GIVEN TEXT —
━━━━━━━━━━

And physicists have been increasingly audacious in the quest. In the 1930s, they took satisfaction in having reduced all of the pushes and pulls of the world to four basic forces: gravity, electromagnetism, and a "strong" and "weak" nuclear force. In the 1960s, four began seeming like a large number. Physicists succeeded in going to three. By the 1970s, three had dwindled to two, gravity and a "grand unified" force combining the others.

The Elegant Universe: Superstrings, Hidden Dimensions, and the Quest for the Ultimate Theory, by Brian Greene '84 (W.W. Norton, $27.95).

A complete reckoning with nature, however, requires an understanding of matter as well as force. In the 1930s, the four basic forces were accompanied by a pleasingly small number of subatomic "elementary particles": protons, electrons, neutrons, and neutrinos. These were the modern version of the indivisible Greek "atoms," from which all matter is made. Then, in the 1960s, scientists were horrified to find hundreds of new elementary particles materializing out of the ferocious energies in the human-made atom smashers. (Einstein's formula E=mc², turned backwards, shows that mass can be created from energy as well as vice versa.) There weren't enough letters in the Greek alphabet to name all the sudden arrivals. But by the mid 1980s, with more determined work, physicists had explained the new zoo of particles in terms of a mere dozen even smaller elementary particles, called quarks, electrons, and neutrinos (and their family associates). Two forces, a dozen particles. But Emerson said One.

In the last decade, theoretical "particle physicists" have been taking seriously the possibility of the ultimate reduction: all of the forces of nature together with all of the elementary particles in terms of a single lone entity, naked in the extreme, the fundamental of the fundamentals, a single kind of primal object that determines all else in the world. One can view this program either as the worst nightmare of the deconstructionist critics, who accuse science of being laughably reductionist, or as the highest poetry that the human spirit can conceive.

━━━━━━━━━━

Records from a dataset:
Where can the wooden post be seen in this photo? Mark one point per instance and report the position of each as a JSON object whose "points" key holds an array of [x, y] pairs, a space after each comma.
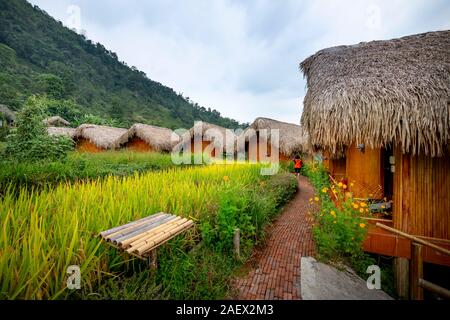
{"points": [[416, 271], [237, 243], [401, 271]]}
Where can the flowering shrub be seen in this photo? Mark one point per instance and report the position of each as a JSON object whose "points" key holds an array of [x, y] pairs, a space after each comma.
{"points": [[339, 229]]}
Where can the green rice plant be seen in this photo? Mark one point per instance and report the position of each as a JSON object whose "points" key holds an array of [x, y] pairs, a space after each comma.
{"points": [[45, 231], [80, 166]]}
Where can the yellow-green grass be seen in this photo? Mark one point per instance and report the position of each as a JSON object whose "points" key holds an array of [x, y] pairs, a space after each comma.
{"points": [[44, 232]]}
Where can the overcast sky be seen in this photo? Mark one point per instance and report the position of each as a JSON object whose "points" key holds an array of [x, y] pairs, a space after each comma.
{"points": [[240, 57]]}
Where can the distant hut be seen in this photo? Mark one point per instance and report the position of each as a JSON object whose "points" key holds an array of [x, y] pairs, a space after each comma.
{"points": [[142, 137], [387, 104], [7, 117], [61, 131], [293, 140], [96, 138], [216, 138], [56, 121]]}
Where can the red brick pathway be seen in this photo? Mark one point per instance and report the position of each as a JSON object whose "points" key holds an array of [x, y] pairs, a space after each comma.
{"points": [[276, 274]]}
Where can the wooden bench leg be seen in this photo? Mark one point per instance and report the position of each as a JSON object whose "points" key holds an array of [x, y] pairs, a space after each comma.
{"points": [[152, 260]]}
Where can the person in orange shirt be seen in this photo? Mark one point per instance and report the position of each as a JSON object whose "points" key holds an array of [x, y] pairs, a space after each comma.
{"points": [[297, 165]]}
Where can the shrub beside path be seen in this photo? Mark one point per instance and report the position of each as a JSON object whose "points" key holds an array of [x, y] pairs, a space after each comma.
{"points": [[275, 271]]}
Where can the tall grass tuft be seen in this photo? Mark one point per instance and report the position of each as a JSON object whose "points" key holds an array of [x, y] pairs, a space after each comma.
{"points": [[45, 231]]}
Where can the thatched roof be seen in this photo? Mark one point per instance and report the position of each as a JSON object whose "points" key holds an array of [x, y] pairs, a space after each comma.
{"points": [[7, 113], [292, 138], [380, 93], [102, 136], [158, 138], [56, 121], [211, 132], [61, 131]]}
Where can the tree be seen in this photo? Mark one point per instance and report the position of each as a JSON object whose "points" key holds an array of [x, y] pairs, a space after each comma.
{"points": [[30, 141]]}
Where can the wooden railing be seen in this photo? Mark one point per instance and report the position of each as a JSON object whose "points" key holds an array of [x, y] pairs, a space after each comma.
{"points": [[417, 283]]}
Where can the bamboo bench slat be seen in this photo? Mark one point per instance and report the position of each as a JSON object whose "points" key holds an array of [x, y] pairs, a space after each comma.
{"points": [[142, 228], [116, 229], [139, 238]]}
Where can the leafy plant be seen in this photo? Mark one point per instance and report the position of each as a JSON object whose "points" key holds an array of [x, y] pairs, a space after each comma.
{"points": [[29, 140]]}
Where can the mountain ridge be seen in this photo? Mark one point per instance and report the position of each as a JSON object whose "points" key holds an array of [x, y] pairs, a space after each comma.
{"points": [[38, 55]]}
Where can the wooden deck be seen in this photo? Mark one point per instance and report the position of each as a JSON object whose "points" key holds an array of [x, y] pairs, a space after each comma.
{"points": [[382, 242]]}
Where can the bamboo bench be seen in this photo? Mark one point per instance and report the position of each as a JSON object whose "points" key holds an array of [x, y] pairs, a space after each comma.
{"points": [[140, 238]]}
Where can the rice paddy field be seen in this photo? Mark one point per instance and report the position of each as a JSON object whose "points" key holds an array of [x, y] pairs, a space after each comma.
{"points": [[80, 166], [45, 230]]}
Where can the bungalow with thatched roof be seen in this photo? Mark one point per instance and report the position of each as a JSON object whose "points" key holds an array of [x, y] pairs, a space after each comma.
{"points": [[56, 121], [61, 131], [387, 105], [211, 139], [96, 138], [292, 139], [7, 117], [144, 137]]}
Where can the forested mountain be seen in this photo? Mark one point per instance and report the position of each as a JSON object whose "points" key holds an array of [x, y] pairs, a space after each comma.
{"points": [[38, 55]]}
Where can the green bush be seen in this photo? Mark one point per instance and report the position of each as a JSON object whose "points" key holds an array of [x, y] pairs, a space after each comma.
{"points": [[29, 141], [339, 231]]}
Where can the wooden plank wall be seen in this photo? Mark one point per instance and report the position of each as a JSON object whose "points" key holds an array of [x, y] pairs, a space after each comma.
{"points": [[84, 145], [338, 168], [138, 145], [365, 171], [422, 195]]}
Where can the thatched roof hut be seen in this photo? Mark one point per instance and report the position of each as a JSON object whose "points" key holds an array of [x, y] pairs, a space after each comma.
{"points": [[157, 138], [393, 97], [292, 138], [61, 131], [102, 137], [56, 121], [381, 92], [208, 132], [8, 115]]}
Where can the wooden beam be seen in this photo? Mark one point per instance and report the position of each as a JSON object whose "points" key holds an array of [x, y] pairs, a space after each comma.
{"points": [[414, 238], [401, 271], [416, 267], [445, 293]]}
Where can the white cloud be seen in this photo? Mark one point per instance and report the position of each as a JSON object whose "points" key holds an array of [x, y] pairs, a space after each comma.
{"points": [[238, 57]]}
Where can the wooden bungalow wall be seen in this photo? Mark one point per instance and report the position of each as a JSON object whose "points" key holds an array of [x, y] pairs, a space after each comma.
{"points": [[422, 195], [138, 145], [84, 145], [337, 168], [365, 171]]}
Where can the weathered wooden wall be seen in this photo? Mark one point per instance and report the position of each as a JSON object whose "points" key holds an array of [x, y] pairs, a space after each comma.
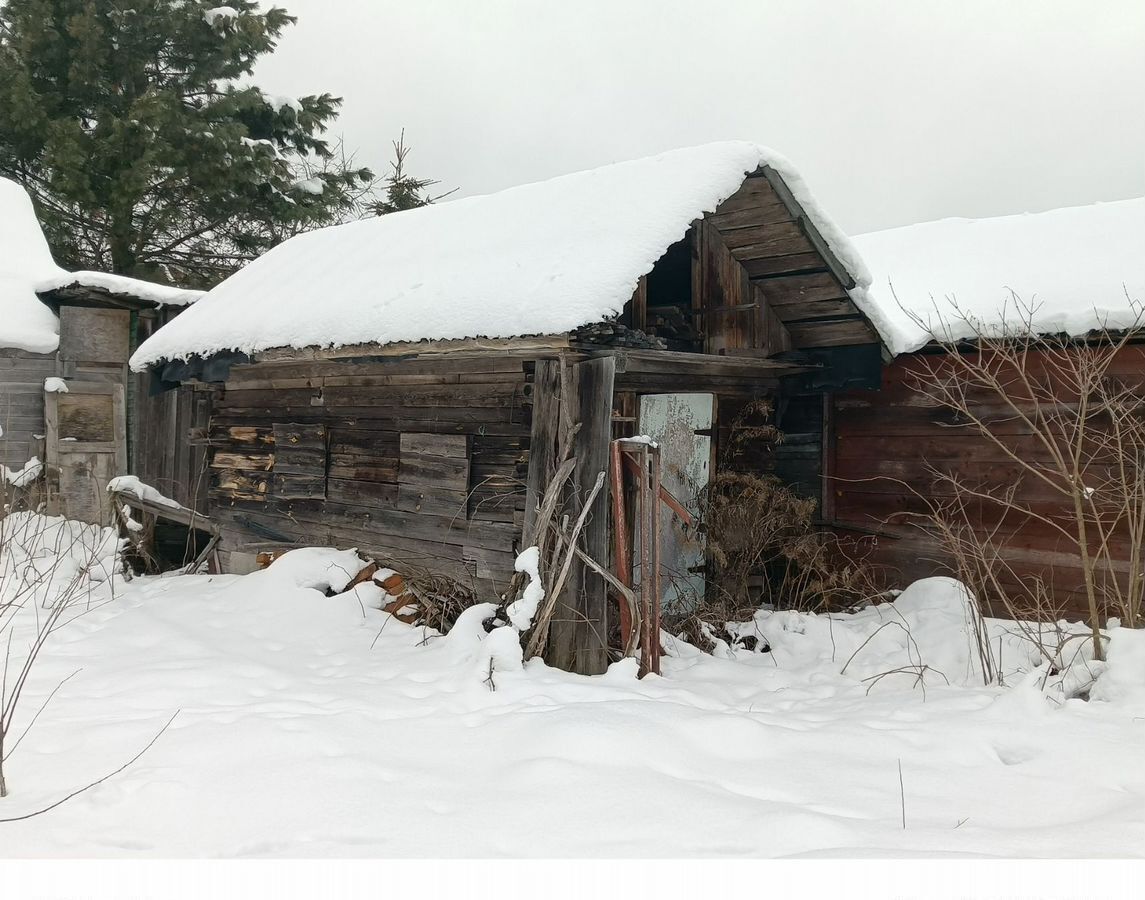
{"points": [[882, 443], [22, 376], [167, 440], [419, 463]]}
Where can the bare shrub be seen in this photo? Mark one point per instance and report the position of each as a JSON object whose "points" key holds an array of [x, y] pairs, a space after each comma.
{"points": [[46, 573], [1067, 417], [758, 528]]}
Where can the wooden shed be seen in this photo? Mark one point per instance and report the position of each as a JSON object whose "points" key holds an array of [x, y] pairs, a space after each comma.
{"points": [[71, 413], [1073, 273], [397, 385]]}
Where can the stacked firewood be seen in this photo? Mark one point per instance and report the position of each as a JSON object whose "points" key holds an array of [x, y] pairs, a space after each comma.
{"points": [[618, 334]]}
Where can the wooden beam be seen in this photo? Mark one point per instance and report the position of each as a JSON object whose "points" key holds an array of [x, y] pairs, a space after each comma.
{"points": [[670, 362], [578, 640], [808, 228]]}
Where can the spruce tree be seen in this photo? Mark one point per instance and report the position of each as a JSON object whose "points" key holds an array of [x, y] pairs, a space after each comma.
{"points": [[145, 149], [403, 190]]}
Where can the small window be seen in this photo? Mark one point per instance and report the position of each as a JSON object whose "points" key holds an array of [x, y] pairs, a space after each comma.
{"points": [[300, 462]]}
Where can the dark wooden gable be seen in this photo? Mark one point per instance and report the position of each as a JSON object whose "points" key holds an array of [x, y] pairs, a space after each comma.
{"points": [[788, 263], [756, 277]]}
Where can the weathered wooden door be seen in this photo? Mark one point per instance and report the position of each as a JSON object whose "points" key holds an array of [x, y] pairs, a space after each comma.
{"points": [[681, 425], [86, 447]]}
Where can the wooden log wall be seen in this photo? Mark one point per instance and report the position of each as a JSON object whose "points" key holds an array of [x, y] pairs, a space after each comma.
{"points": [[22, 376], [168, 432], [879, 447], [426, 460], [796, 459]]}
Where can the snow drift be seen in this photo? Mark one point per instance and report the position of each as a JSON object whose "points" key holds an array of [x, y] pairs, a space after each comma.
{"points": [[1079, 266]]}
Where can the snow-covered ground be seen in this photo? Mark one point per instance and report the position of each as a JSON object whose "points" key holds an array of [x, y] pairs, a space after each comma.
{"points": [[313, 725]]}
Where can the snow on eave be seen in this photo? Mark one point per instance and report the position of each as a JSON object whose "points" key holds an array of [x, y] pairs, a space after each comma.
{"points": [[537, 259], [120, 285], [28, 270], [1075, 270]]}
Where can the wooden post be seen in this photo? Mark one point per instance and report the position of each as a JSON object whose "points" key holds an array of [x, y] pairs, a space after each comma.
{"points": [[654, 491], [579, 626], [546, 408], [622, 557], [649, 510]]}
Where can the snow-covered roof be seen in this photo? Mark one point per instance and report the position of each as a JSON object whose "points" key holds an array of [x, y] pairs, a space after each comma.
{"points": [[536, 259], [1078, 267], [26, 268], [25, 323]]}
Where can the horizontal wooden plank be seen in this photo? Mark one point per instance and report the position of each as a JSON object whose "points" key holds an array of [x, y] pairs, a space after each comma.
{"points": [[442, 472], [362, 492], [434, 444], [420, 498], [299, 487], [299, 436], [794, 263], [832, 332]]}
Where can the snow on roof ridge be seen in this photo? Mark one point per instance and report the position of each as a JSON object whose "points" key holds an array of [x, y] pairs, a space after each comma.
{"points": [[1078, 266], [534, 259], [26, 268]]}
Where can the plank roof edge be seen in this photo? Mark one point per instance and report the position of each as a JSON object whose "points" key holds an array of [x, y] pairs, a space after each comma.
{"points": [[808, 228], [426, 348]]}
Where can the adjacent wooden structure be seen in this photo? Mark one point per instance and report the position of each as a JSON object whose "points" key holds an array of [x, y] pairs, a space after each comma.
{"points": [[107, 423], [433, 455], [878, 452]]}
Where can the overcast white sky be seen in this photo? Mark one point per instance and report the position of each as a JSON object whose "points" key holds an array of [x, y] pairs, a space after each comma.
{"points": [[897, 111]]}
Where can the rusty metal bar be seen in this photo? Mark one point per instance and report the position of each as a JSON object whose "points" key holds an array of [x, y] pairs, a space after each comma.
{"points": [[665, 495], [646, 504]]}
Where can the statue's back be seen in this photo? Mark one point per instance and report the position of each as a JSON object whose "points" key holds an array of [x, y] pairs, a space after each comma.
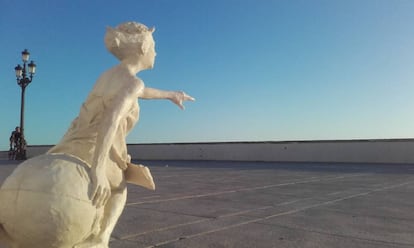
{"points": [[45, 203]]}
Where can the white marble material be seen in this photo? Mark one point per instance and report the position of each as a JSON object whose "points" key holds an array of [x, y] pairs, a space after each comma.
{"points": [[73, 195]]}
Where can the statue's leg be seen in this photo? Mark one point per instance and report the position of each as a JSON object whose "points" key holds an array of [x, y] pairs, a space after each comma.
{"points": [[112, 212]]}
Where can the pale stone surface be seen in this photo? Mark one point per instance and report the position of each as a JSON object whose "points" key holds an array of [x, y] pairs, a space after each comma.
{"points": [[73, 195]]}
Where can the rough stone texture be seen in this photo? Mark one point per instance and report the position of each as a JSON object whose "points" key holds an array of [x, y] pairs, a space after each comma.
{"points": [[252, 204]]}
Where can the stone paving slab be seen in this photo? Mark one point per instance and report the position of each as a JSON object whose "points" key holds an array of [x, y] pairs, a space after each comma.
{"points": [[254, 204]]}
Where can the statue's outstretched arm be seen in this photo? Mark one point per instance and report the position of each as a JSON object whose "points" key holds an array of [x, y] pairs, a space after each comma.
{"points": [[177, 97], [105, 139]]}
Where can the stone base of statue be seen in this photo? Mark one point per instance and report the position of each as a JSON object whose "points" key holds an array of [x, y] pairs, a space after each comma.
{"points": [[45, 202]]}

━━━━━━━━━━

REQUIRED ACTIONS —
A: From the passage on physics, copy the stretch from "And physicists have" through "(W.W. Norton, $27.95).".
B: According to the passage on physics, how could hundreds of new elementary particles appear in atom smashers? Answer in one to three sentences.
The listing comes from a separate source.

SOLUTIONS TO THE EXERCISE —
A:
And physicists have been increasingly audacious in the quest. In the 1930s, they took satisfaction in having reduced all of the pushes and pulls of the world to four basic forces: gravity, electromagnetism, and a "strong" and "weak" nuclear force. In the 1960s, four began seeming like a large number. Physicists succeeded in going to three. By the 1970s, three had dwindled to two, gravity and a "grand unified" force combining the others.

The Elegant Universe: Superstrings, Hidden Dimensions, and the Quest for the Ultimate Theory, by Brian Greene '84 (W.W. Norton, $27.95).

B: The particles materialized out of the ferocious energies in the atom smashers. Einstein's formula E=mc², turned backwards, shows that mass can be created from energy as well as the other way around.